Our strategy will be as follow: we will only instantiate the convolutional part of the model, everything up to the fully-connected layers. We will then run this model on our training and validation data once, recording the output (the "bottleneck features" from th VGG16 model: the last activation maps before the fully-connected layers) in two numpy arrays. Then we will train a small fully-connected model on top of the stored features.

The reason why we are storing the features offline rather than adding our fully-connected model directly on top of a frozen convolutional base and running the whole thing, is computational effiency. Running VGG16 is expensive, especially if you're working on CPU, and we want to only do it once. Note that this prevents us from using data augmentation.

In [63]:
import numpy as np
from keras.preprocessing.image import ImageDataGenerator
from keras.models import Sequential
from keras.layers import Dropout, Flatten, Dense
from keras import applications

In [90]:
# dimensions of our images.
img_width, img_height = 150, 150

top_model_weights_path = 'models/bottleneck_fc_model.h5'
train_data_dir = 'data/train'
validation_data_dir = 'data/validation'
nb_train_samples = 2000
nb_validation_samples = 800
epochs = 50
batch_size = 16

In [64]:
# build the VGG16 network
model = applications.VGG16(include_top=False, weights='imagenet')

Downloading data from https://github.com/fchollet/deep-learning-models/releases/download/v0.1/vgg16_weights_tf_dim_ordering_tf_kernels_notop.h5


In [None]:
# Bottleneck features for training set
generator = datagen.flow_from_directory(
        train_data_dir,
        target_size=(img_width, img_height),
        batch_size=batch_size,
        class_mode=None, # this means our generator will only yield batches of data, no labels
        shuffle=False)   # our data will be in order, so all first 1000 images will be cats, then 1000 dog
# the predict_generator method returns the output of a model, given
# a generator that yields batches of numpy data
bottleneck_features_train = model.predict_generator(generator, nb_train_samples // batch_size)

In [67]:
np.save(open('bottleneck_features_train.npy', 'wb'), bottleneck_features_train)

In [68]:
# Bottleneck features for test set
generator = datagen.flow_from_directory(
        validation_data_dir,
        target_size=(img_width, img_height),
        batch_size=batch_size,
        class_mode=None,
        shuffle=False)

bottleneck_features_validation = model.predict_generator(generator, nb_validation_samples // batch_size)

Found 800 images belonging to 2 classes.


In [69]:
np.save(open('bottleneck_features_validation.npy', 'wb'), bottleneck_features_validation)

### Loading data / bottleneck features

In [199]:
train_data = np.load(open('bottleneck_features_train.npy', 'rb'))
# the features were saved in order, so recreating the labels is easy
train_labels = np.array([0] * 1000 + [1] * 1000)

validation_data = np.load(open('bottleneck_features_validation.npy', 'rb'))
validation_labels = np.array([0] * 400 + [1] * 400)

### Designing a smart FC Model

We can then load our saved data and train a small fully-connected model

In [73]:
model = Sequential()

Stated problem 1: Translate this sentence from the VGG16 bottleneck features excerpt into Spanish: "Running VGG16 is expensive, especially if you're working on CPU, and we want to only do it once."
Stated problem 2: Output the stretch of the VGG16 bottleneck features excerpt from "The reason why" through "of our images.".
Stated problem 3: Pick up the VGG16 bottleneck features notebook after its last line and continue it.

Coordinate labeling data:
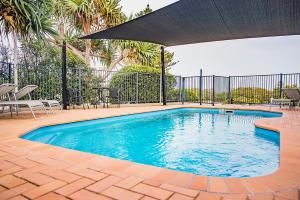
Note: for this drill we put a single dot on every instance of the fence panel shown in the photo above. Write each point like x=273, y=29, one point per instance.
x=47, y=78
x=6, y=70
x=146, y=87
x=221, y=89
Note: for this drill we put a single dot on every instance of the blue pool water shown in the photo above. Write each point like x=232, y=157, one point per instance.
x=199, y=141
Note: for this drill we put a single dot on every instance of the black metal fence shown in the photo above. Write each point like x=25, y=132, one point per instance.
x=146, y=88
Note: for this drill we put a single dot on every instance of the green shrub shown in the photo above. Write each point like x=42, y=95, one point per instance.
x=140, y=84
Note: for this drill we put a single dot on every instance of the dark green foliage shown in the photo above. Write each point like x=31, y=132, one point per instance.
x=140, y=84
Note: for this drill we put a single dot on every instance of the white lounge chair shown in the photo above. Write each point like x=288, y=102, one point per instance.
x=5, y=89
x=28, y=89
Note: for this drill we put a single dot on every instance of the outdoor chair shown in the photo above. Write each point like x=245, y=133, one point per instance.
x=75, y=98
x=293, y=98
x=26, y=91
x=113, y=96
x=5, y=89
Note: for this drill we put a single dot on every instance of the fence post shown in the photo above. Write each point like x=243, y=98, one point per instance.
x=180, y=89
x=64, y=75
x=200, y=87
x=183, y=91
x=213, y=103
x=229, y=90
x=137, y=88
x=9, y=72
x=79, y=81
x=281, y=85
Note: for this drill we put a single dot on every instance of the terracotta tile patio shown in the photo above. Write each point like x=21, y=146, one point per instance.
x=30, y=170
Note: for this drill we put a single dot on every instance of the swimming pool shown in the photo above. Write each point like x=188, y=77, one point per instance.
x=199, y=141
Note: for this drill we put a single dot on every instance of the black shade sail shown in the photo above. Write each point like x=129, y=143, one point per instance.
x=197, y=21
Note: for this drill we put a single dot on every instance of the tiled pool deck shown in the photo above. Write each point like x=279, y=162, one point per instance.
x=30, y=170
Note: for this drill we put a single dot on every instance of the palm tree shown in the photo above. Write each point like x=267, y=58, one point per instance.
x=20, y=18
x=83, y=14
x=90, y=15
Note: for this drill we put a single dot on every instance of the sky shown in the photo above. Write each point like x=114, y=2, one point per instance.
x=235, y=57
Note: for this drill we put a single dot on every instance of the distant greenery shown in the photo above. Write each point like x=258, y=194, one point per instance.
x=148, y=79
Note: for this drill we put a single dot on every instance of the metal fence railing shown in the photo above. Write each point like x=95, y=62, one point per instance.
x=146, y=87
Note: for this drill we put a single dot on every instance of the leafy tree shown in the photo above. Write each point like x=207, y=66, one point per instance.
x=22, y=18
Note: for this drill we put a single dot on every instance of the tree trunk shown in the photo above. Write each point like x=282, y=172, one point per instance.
x=88, y=48
x=61, y=30
x=15, y=62
x=88, y=44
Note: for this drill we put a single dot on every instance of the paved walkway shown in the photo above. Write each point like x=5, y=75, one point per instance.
x=30, y=170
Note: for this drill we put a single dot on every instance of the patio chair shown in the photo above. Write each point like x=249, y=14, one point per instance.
x=113, y=96
x=25, y=91
x=293, y=98
x=6, y=89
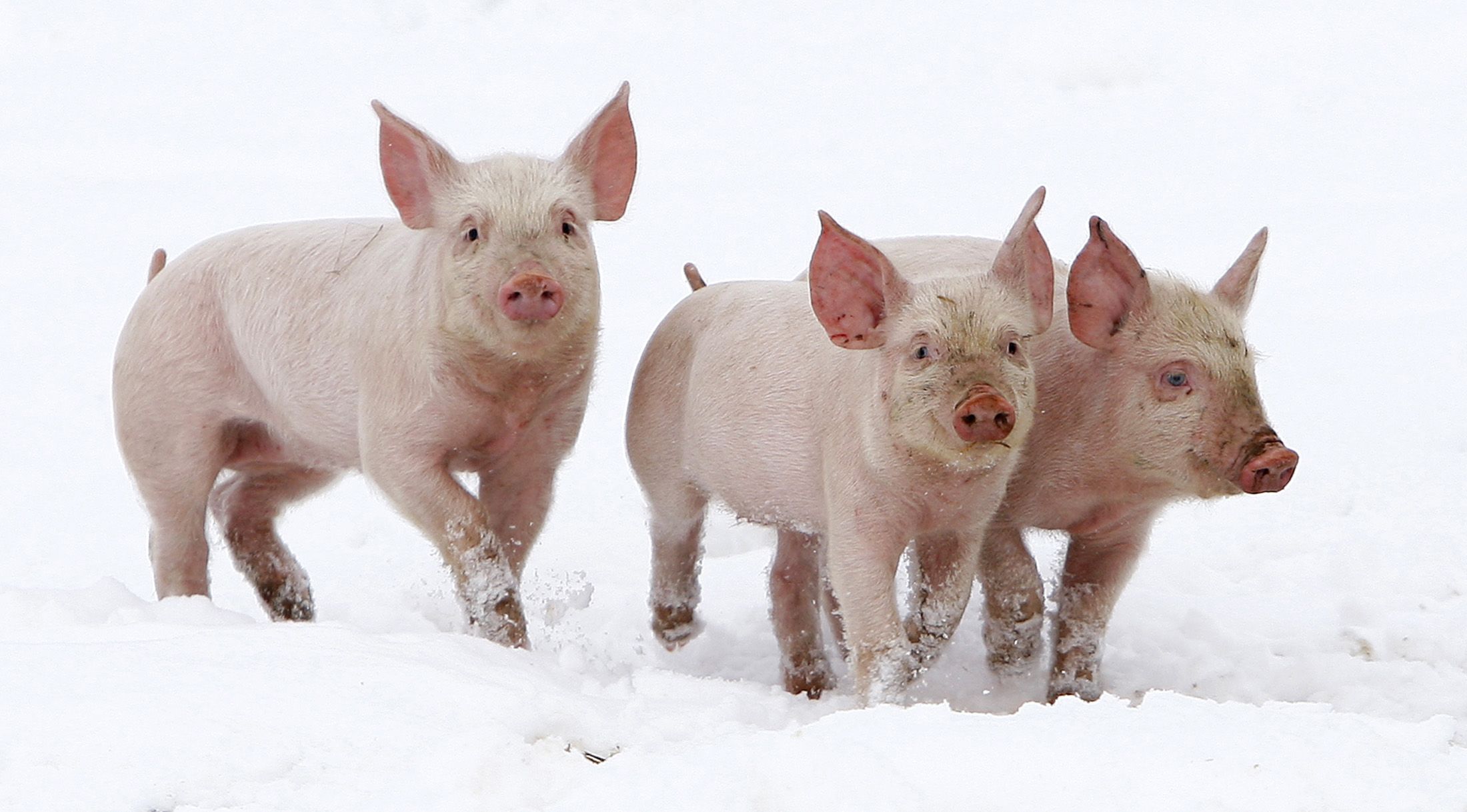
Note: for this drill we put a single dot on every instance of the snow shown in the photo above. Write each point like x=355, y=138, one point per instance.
x=1303, y=650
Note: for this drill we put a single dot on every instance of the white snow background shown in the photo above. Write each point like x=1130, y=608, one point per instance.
x=1304, y=650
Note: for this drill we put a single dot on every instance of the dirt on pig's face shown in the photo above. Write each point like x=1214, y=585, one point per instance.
x=518, y=267
x=962, y=387
x=1192, y=402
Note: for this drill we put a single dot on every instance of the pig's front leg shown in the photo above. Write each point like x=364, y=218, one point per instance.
x=863, y=559
x=794, y=589
x=1014, y=601
x=942, y=569
x=427, y=495
x=1096, y=569
x=517, y=503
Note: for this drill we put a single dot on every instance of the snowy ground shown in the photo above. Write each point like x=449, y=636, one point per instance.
x=1303, y=650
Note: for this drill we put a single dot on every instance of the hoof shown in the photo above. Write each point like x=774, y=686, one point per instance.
x=673, y=626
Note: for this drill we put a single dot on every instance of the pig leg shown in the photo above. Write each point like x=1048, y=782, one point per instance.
x=1096, y=567
x=517, y=505
x=863, y=573
x=245, y=507
x=794, y=587
x=427, y=495
x=175, y=473
x=1014, y=601
x=942, y=569
x=677, y=551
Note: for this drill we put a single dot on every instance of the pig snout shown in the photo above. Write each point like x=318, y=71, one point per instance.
x=530, y=295
x=1268, y=471
x=985, y=417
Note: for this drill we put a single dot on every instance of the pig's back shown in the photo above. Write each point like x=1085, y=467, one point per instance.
x=758, y=363
x=275, y=319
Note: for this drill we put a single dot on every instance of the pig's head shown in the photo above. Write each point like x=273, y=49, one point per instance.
x=951, y=353
x=511, y=233
x=1180, y=371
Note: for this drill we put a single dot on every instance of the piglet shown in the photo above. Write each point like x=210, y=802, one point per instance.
x=1148, y=396
x=892, y=412
x=458, y=339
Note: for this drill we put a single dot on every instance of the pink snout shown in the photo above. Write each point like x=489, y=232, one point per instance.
x=1270, y=471
x=531, y=298
x=985, y=417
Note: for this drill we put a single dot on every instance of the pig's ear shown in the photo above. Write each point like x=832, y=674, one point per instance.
x=606, y=154
x=853, y=288
x=1026, y=266
x=1236, y=286
x=414, y=166
x=1106, y=288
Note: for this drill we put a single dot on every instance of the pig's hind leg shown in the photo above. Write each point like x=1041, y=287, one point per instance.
x=794, y=587
x=245, y=507
x=677, y=555
x=175, y=471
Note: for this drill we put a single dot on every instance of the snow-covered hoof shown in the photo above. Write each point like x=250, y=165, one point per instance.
x=1013, y=647
x=289, y=600
x=673, y=625
x=505, y=623
x=810, y=677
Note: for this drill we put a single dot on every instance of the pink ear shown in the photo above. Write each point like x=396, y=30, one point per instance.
x=1236, y=286
x=1106, y=286
x=1026, y=266
x=413, y=165
x=853, y=286
x=606, y=153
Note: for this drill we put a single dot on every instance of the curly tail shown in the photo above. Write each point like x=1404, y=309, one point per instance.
x=694, y=277
x=159, y=259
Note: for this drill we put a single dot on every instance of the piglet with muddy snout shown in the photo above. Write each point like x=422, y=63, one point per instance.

Task result 1: Ejecutar VGG16 es costoso, sobre todo si trabajas en CPU, y queremos hacerlo solo una vez.

Task result 2:
The reason why we are storing the features offline rather than adding our fully-connected model directly on top of a frozen convolutional base and running the whole thing, is computational effiency. Running VGG16 is expensive, especially if you're working on CPU, and we want to only do it once. Note that this prevents us from using data augmentation.

In [63]:
import numpy as np
from keras.preprocessing.image import ImageDataGenerator
from keras.models import Sequential
from keras.layers import Dropout, Flatten, Dense
from keras import applications

In [90]:
# dimensions of our images.

Task result 3:
model.add(Flatten(input_shape=train_data.shape[1:]))
model.add(Dense(256, activation='relu'))
model.add(Dropout(0.5))
model.add(Dense(1, activation='sigmoid'))

model.summary()

_________________________________________________________________
Layer (type)                 Output Shape              Param #   
flatten_3 (Flatten)          (None, 8192)              0         
_________________________________________________________________
dense_5 (Dense)              (None, 256)               2097408   
_________________________________________________________________
dropout_3 (Dropout)          (None, 256)               0         
_________________________________________________________________
dense_6 (Dense)              (None, 1)                 257       
Total params: 2,097,665.0
Trainable params: 2,097,665.0
Non-trainable params: 0.0
_________________________________________________________________


In [74]:
model.compile(optimizer='rmsprop',
              loss='binary_crossentropy',
              metrics=['accuracy'])

In [75]:
model.fit(train_data, train_labels,
          epochs=50,
          batch_size=batch_size,
          validation_data=(validation_data, validation_labels))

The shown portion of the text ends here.